# [Given passage]

____

The other thing that never changes is how much she misses Charles, even though it's been 40 years since he enlisted to be with his younger brother, who was drafted. One came home and the other didn't. You can never get over losing a son, but you can get through it — the other mothers helped her see that.

She loves the Gold Stars and tries her best to keep things going, sometimes signing her letters from the Alameda chapter: "Ethel Pedrick, secretary, treasurer, president and everything else."

Recently, though, she had to give up on the annual dinner she used to throw for her Gold Star friends. They got too old to drive and had to be chauffeured by their children, doubling the number of dinner guests from five to 10, which is a lot of chicken. But the thing that really did it was when Blanche Johnson, who is 100 and has a little trouble navigating the ladies' room, stopped drinking fluids two days before the big event, then passed out at the table from dehydration.

"That was it for me," Pedrick says.

The Gold Stars operate on a shoestring budget, relying on donations to make ends meet. The board was recently forced to increase the annual dues from $9 to $15 (it's free after age 90), causing quite a flap among the older members. But it was either raise the dues or stop printing the monthly newsletter, the executive officers explained, and no one wanted to see that happen.

The clubhouse in Washington is situated on a street with several embassies. The Gold Stars bought it in the 1950s as a home for the national president, but nobody wants to live there anymore. So Judith Young, who is the national service officer, drives her maroon SUV down I-95 from New Jersey every Monday morning, stopping only once at a Wawa market for cigarettes. She spends the next four days living out of a suitcase — seven days, actually, when you consider that she doesn't bother to unpack on weekends at home because, what's the point?

____

# [Available data]

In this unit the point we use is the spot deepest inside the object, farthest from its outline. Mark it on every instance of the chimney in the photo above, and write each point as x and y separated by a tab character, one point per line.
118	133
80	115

____

# [Actions to take]
a: Rewrite the Gold Stars text from "The Gold Stars operate" to "see that happen.", switching "newsletter" to "bulletin".
b: Based on the Gold Stars text, mark each statement yes or no, and quote the words that decide it: (i) The board raised the annual dues from $9 to $15. (ii) Judith Young drives down I-95 from New Jersey every Friday morning. (iii) Blanche Johnson is 100 years old.

# [Outputs by task]
a:
The Gold Stars operate on a shoestring budget, relying on donations to make ends meet. The board was recently forced to increase the annual dues from $9 to $15 (it's free after age 90), causing quite a flap among the older members. But it was either raise the dues or stop printing the monthly bulletin, the executive officers explained, and no one wanted to see that happen.

b:
(i) Yes: "The board was recently forced to increase the annual dues from $9 to $15"
(ii) No: "drives her maroon SUV down I-95 from New Jersey every Monday morning"
(iii) Yes: "Blanche Johnson, who is 100"